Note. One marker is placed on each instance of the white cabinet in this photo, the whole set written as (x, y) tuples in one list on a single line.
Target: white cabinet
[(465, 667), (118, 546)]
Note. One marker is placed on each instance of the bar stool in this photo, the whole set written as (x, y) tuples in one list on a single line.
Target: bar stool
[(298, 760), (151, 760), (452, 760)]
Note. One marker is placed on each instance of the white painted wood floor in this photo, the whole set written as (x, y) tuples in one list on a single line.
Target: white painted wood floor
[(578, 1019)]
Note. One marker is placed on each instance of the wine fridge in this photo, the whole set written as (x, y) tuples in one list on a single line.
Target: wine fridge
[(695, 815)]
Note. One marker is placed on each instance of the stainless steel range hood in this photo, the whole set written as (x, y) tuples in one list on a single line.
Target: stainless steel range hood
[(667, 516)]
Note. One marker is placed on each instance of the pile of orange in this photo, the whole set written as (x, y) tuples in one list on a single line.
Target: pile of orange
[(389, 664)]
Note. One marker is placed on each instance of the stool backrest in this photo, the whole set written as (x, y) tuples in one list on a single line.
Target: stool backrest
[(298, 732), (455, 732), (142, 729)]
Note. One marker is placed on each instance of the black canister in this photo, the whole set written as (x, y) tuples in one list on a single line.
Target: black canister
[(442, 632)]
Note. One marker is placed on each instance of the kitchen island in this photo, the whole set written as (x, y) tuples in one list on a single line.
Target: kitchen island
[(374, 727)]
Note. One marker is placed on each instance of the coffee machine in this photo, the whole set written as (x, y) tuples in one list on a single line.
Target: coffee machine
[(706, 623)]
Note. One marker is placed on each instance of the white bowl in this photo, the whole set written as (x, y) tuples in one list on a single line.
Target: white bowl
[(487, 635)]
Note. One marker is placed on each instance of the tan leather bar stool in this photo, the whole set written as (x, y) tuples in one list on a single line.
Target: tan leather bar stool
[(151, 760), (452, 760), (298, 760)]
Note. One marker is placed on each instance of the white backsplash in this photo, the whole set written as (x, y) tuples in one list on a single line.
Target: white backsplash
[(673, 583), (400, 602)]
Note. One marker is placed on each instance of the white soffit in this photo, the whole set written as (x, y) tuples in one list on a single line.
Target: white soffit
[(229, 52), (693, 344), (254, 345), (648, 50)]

* _What you should do_
Rewrite the stretch of records from the line containing "Note. One marker is placed on each instance of the stainless" through the line containing "[(298, 732), (455, 732), (142, 729)]", replacing every "stool backrest" with "seat backrest" and leaving all other text unchanged.

* _Expected answer_
Note. One marker is placed on each instance of the stainless steel range hood in this photo, the whole set written as (x, y) tuples in one list on a single line.
Target: stainless steel range hood
[(667, 516)]
Note. One marker is placed on each instance of the pile of orange in this photo, the whole set written as (x, y) tuples in one list on a single line.
Target: pile of orange
[(389, 664)]
Note. One marker is placed on each instance of the seat backrest in this photo, the whole set written as (x, y) tuples in one list on a single line.
Target: seat backrest
[(298, 732), (455, 732), (142, 729)]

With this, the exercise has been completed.